• Texte présenté:
******

PATRICE |
Lundi, 08 Juillet 2024 | |||
Brindis a la juventud torera…
A vous, niños, niñas, chiquillos y chiquillas, toreros y toreras del mundo entero, sans vraie logique, décousu, sans vraie queue et avec pas de tête, ce brindis de cuerpo abierto.
Il se nourrira des truites du Guadalete, boira l’anis sur la terrasse d’un mazet de la route de Sauve, se brûlera au feu des ferrades qui fera bouillir le puchero des vaqueros aux yeux clairs.
Ce sera une prière païenne aux pipas des tendidos altos, une incantation militante aux espinacas con garbanzos du «Serranito», aux lynx de la marisma et au vin de la tierra de Jerez, une oraison dévote à un pasodoble de la banda de Rudy Nazy, au solo de trompette de «Nerva», aux pigeons de la plaza Santa Ana et un salut en forme de drapeau rouge.
Là-haut, dans le ciel, passe une paloma ; elle vous salue toutes et tous comme elle salue le toreo de Talavante et de Borja, la demi-véronique de Morante, Cervantès et Chateaubriand, les crues du Vidourle et le souvenir de nos parents.
L’oiseau divin bénit le petit déjeuner de café solo y tostadas quand le soleil commence à chauffer les pierres dorées des plazas de légende et caresse le figuier dont les frères de Palestine ont donné de l’ombre au Christ ; la paloma touche l’épaule de tous les toreros français; elle parcourt l’édition nîmoise du «Midi Libre» du jour, boit l’apéro en mémoire de Michel Gilles, d’Yves, d’Amor, d’Antoine, de Rodolfo et des autres, pointe du bec les corrales du Bd Natoire où un toro tua «Macareno», indique la route aux coches de cuadrillas et chante l’été déjà là.
Ce brindis à vous, niños, niñas, chiquillos y chiquillas, toreros y toreras del mundo entero, se nourrit des poires de Jumilla, des abricots précoces de Cieza, du raisin de Blanca, du melon de Torre Pacheco, des citrons de Santomera, du vin de Yecla, des tomates de Mazarrón et du : «Qu'est-ce que la vie ? Un furieux délire. Qu'est-ce que la vie ? Une illusion, une ombre, une fiction » de Calderón de la Barca.

******

(Données enregistrées)
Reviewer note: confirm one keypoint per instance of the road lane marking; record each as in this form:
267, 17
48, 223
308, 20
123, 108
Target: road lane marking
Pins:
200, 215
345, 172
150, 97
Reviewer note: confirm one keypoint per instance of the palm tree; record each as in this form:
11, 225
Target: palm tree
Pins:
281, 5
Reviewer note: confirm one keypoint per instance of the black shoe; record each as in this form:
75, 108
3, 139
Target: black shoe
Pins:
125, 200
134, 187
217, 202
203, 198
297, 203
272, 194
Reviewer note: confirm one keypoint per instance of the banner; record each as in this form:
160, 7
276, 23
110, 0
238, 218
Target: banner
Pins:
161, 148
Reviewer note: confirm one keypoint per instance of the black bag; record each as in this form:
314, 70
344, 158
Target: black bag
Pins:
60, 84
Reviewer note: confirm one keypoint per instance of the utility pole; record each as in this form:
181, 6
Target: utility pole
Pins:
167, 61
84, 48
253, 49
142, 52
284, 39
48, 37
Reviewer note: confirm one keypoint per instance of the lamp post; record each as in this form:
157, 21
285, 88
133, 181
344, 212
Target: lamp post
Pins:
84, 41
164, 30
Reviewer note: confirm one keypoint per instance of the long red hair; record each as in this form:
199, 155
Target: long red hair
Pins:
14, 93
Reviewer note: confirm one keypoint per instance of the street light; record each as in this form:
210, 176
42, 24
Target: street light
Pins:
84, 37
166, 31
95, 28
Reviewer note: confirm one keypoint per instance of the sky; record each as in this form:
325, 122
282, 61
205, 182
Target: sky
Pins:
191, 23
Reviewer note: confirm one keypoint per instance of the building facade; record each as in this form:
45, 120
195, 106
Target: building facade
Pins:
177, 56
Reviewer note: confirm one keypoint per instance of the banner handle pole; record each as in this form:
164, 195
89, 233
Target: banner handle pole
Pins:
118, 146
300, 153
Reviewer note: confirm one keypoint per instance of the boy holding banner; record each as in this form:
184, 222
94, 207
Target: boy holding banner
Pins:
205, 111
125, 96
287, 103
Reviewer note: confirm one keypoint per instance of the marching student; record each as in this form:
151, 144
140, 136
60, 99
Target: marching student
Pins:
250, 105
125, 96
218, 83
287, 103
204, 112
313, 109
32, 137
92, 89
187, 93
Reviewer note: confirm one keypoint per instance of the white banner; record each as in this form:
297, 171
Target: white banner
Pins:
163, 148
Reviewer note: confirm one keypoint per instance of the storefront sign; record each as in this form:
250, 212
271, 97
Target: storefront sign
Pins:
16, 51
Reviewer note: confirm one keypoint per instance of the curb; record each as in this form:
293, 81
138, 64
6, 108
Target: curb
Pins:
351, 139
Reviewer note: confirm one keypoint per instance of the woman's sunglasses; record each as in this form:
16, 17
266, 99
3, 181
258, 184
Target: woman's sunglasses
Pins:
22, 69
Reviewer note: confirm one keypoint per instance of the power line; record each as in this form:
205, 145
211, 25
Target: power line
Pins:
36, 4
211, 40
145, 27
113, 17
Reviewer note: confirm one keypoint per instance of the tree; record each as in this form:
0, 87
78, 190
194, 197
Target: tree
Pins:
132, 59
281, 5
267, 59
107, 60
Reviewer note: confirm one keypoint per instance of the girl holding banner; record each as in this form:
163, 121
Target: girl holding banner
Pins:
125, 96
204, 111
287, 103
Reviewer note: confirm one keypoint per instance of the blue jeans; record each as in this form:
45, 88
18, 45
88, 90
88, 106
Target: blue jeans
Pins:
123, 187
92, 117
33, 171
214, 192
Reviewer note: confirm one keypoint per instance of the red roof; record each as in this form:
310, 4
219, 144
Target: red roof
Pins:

******

• Consigne: D'après le brindis à la jeunesse torera, où un toro a-t-il tué «Macareno» ? Répondez en une phrase, s'il vous plaît.

• Réponse à la consigne: Un toro a tué «Macareno» dans les corrales du Bd Natoire.